Written request:
Extract the listing below in full, unchanged.
------------------------------
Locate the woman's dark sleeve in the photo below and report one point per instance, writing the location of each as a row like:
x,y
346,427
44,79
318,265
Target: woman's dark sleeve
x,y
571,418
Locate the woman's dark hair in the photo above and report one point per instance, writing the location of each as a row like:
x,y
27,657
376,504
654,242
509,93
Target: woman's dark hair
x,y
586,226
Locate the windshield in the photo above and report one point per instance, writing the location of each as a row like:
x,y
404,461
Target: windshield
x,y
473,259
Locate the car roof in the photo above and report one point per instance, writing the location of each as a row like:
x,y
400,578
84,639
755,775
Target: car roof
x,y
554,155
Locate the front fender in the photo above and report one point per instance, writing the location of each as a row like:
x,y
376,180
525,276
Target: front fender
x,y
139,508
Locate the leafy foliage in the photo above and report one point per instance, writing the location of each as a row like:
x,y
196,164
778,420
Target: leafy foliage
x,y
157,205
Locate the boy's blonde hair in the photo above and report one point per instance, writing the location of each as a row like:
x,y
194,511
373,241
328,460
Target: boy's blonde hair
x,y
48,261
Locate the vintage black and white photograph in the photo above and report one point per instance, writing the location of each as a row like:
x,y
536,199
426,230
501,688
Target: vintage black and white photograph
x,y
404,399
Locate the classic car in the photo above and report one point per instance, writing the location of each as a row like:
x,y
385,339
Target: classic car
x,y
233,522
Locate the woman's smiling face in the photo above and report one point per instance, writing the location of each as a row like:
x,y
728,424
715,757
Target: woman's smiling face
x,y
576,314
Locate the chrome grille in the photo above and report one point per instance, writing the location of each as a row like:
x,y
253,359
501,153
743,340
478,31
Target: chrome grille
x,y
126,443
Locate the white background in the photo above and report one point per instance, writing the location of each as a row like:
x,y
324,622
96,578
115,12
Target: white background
------------------------------
Correct output:
Locate the woman's dark sleeve in the photo below and report one point per instance, writing the location of each as a row like:
x,y
346,427
44,79
318,265
Target: woman's dark sleeve
x,y
571,418
Locate the woman's dark hair in the photo above and report one point per instance, writing the location of each as a row like:
x,y
27,657
376,504
654,242
509,93
Target: woman's dark hair
x,y
586,226
Locate the windshield in the photo above and report one point per instance, writing the location of each as a row like:
x,y
404,461
Target: windshield
x,y
473,259
Locate the car roof in the photo above and report one point per instance, writing the location of each as a row like:
x,y
400,578
84,639
755,775
Target: car roof
x,y
554,155
Locate the front fender in the photo above and report one point per instance, writing the location of each as a row like:
x,y
376,180
525,276
Target: front fender
x,y
139,508
Locate the leafy foliage in the photo above and report one point per instance, writing the location of each as a row like:
x,y
196,164
778,420
Target: leafy foliage
x,y
157,205
Locate the boy's blonde hair in the photo above and report one point per instance, writing the location of each as a row like:
x,y
194,511
373,241
328,460
Target: boy's blonde hair
x,y
48,261
Locate the vintage black and white photograph in the photo above and report one point per instance, writing the location of each as a row like:
x,y
536,199
426,230
501,688
Target: vintage black and white photograph
x,y
404,399
Locate the classic car in the photo above and report one point per instance, writing the location of each as a row like:
x,y
385,339
Target: classic car
x,y
233,522
Locate the woman's smiling face in the photo above and report one point per instance, writing the location of each as a row like:
x,y
728,424
715,757
Target: woman's smiling face
x,y
576,314
Locate the chrome grille in the photo above and report one point per instance, writing the location of each as a row like:
x,y
253,359
501,153
743,340
478,31
Target: chrome grille
x,y
126,443
Locate the white background in the photo above and report one point per instance, writing the location of each as a row like:
x,y
324,622
96,578
115,12
Target: white background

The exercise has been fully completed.